Recentemente, Mendes passou a anunciar a venda de capas personalizadas de celular em seus perfis no Instagram e Facebook.
A Everton Fornecimento de Alimentos foi criada por ele em dezembro de 2018, com capital social de R$ 96 mil.
Em janeiro de 2021, saltou para R$ 700 mil e, dois meses depois, chegou a R$ 3,5 milhões.
Contratos não divulgados
A OS Mahatma Gandhi não divulgou em seu portal da transparência os contratos assinados com a Everton para o Instituto do Cérebro e o Hospital Municipal Desembargador Leal Júnior.
Mas o UOL localizou em relatórios mensais da OS, tabelas com referências a pagamentos para a empresa que somam R$ 1,4 milhão, entre junho e dezembro, pelo serviço prestado ao Instituto do Cérebro.
A Secretaria Estadual de Saúde, à qual o instituto é subordinado, informou ao UOL um valor diferente: R$ 1,024 milhão. A pasta afirmou que os preços pagos pelo fornecimento das refeições foram "compatíveis com os praticados nos demais contratos de unidades hospitalares".
Em processo interno, a secretaria apura contudo possíveis irregularidades nas despesas pagas pela OS à Everton. Entre os problemas detectados, também está a forma de seleção da firma pela OS —de quatro propostas de preços apresentadas, duas nem sequer continham CNPJ (uma delas era a de Everton, que foi a escolhida).
A empresa não possui mais contratos em vigor com recursos estaduais. Desde fevereiro, uma nova OS substituiu a Mahatma Gandhi na gestão do Instituto do Cérebro.
Sem administrar unidades de saúde da rede estadual, a Mahatma Gandhi é hoje alvo de um processo de desqualificação que pode impedi-la de assinar novos contratos.

## [Tarefas a realizar]
1. Traduza para o inglês esta frase da reportagem sobre a Everton e a OS Mahatma Gandhi: "A empresa não possui mais contratos em vigor com recursos estaduais."
2. Dê sequência à reportagem sobre os contratos da Everton com a OS Mahatma Gandhi, a partir da última frase apresentada.

Trechos de um conjunto de dados
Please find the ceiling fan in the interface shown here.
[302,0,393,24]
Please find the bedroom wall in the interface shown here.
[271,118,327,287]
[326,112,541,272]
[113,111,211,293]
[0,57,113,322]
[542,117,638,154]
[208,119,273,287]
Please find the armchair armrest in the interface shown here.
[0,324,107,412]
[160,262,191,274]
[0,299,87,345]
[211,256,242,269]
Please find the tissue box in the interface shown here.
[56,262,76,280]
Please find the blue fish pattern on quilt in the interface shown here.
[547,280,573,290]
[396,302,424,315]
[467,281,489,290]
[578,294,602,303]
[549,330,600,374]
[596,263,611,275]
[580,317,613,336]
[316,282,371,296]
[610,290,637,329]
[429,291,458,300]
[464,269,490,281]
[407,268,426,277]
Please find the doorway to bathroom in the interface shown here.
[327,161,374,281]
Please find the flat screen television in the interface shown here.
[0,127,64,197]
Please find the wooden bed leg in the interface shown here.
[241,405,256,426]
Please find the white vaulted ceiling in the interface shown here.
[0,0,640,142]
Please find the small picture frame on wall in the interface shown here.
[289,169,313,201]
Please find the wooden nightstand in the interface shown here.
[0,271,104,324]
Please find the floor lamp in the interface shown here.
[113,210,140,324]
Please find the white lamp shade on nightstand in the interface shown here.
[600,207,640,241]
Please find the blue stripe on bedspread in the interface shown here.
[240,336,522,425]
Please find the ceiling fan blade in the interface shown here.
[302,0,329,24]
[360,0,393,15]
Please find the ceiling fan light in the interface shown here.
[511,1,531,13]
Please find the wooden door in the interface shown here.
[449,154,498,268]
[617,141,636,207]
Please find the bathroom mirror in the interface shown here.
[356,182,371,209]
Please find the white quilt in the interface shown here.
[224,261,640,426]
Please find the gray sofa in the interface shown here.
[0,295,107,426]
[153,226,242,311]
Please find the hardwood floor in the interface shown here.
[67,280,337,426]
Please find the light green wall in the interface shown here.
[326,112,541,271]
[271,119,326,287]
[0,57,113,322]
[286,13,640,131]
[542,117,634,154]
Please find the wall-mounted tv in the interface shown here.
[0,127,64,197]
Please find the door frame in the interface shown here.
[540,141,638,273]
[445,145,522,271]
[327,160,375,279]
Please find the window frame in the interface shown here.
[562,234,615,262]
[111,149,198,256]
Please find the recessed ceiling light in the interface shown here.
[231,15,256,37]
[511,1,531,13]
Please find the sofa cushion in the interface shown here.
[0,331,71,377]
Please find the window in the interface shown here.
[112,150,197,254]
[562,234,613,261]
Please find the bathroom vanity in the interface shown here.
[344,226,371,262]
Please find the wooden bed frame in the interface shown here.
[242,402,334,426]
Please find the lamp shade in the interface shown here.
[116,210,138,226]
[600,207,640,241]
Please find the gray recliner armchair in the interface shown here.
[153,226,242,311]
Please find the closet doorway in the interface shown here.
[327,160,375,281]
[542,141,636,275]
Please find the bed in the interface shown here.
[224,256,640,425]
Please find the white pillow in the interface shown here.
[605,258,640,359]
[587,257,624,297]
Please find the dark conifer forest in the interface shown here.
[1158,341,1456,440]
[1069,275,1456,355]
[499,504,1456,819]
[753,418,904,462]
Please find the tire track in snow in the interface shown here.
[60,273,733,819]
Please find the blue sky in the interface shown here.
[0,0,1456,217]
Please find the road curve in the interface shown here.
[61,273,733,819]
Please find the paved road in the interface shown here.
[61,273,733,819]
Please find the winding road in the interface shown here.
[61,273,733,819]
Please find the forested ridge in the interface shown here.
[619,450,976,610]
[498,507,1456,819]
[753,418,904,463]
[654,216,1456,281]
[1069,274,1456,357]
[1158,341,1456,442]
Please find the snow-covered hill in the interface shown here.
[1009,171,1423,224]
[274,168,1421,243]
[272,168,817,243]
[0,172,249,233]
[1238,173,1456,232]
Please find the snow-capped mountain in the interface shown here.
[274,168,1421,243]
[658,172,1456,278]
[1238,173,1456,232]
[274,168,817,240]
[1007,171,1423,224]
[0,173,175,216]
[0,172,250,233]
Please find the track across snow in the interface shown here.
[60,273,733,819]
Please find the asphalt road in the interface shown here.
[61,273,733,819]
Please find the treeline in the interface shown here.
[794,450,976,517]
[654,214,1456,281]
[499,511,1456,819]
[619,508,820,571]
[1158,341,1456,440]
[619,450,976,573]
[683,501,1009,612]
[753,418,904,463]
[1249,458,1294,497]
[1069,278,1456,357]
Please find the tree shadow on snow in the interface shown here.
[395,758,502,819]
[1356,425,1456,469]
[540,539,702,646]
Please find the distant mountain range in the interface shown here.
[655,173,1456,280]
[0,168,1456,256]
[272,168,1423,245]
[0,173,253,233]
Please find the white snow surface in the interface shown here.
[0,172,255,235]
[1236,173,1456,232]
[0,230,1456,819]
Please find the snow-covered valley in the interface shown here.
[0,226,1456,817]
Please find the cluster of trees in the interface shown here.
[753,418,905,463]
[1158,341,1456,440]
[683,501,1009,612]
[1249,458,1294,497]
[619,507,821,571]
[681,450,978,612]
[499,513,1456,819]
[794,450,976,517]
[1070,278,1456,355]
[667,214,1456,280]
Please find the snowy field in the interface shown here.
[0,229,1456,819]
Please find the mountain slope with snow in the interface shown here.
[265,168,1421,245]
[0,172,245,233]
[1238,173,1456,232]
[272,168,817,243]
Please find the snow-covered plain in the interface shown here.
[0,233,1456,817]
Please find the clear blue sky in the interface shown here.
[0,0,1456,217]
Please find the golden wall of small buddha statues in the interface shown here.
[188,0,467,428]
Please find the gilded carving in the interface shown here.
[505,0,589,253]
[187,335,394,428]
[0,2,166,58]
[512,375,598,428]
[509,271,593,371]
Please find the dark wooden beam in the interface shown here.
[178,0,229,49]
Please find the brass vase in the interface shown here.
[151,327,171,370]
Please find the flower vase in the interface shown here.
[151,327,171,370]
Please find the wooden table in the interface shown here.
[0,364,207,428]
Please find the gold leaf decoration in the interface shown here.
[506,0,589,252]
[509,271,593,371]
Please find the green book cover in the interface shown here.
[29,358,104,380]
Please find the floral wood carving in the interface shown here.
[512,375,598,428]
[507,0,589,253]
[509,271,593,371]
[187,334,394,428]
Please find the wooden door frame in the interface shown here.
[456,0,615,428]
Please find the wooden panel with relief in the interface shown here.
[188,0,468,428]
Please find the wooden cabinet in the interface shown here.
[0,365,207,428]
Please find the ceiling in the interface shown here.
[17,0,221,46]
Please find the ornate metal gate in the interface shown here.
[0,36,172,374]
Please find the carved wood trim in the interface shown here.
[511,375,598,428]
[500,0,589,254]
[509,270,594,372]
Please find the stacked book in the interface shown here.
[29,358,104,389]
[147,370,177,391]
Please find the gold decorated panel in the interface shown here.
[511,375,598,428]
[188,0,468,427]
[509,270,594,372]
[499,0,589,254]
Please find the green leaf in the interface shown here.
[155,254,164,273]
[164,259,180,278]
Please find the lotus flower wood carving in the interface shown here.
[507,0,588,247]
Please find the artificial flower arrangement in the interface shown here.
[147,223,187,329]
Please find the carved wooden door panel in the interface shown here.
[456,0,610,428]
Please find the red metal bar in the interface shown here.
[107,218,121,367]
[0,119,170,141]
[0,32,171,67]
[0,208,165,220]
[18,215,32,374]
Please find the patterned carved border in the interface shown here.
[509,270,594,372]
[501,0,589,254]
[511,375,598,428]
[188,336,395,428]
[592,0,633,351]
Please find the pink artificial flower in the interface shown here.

## [Tarefas resolvidas]
1. The company no longer has any active contracts funded with state resources.

2.
Em Itaboraí, a Everton responde a ao menos duas ações na Justiça do Trabalho —ex-funcionárias da empresa reclamam não ter recebido verbas rescisórias após demissão sem justa causa do Hospital Municipal Desembargador Leal Júnior. Ainda não há sentença nos processos.
A prefeitura disse que a empresa não presta mais serviços na unidade, que continua sendo gerida pela mesma OS. O município não quis informar quanto a Everton recebeu pelos serviços prestados.
'Empresa não tinha condição de prestar o serviço'
A Secretaria Municipal de Saúde, pasta à qual a RioSaúde é subordinada, explicou por que rescindiu em dezembro dois contratos emergenciais no valor de R$ 3,2 milhões com a Everton.
"Quando foi verificado que a empresa não tinha condição de prestar o serviço, os contratos não prosperaram e ela foi prontamente substituída", relatou a pasta ao UOL, por meio de nota.
A secretaria disse que a empresa não recebeu nenhum pagamento pelo tempo de serviço prestado.
A RioSaúde abriu procedimento para apuração das falhas no serviço, o que pode culminar em multa e suspensão do direito de participar de novas contratações pelo órgão.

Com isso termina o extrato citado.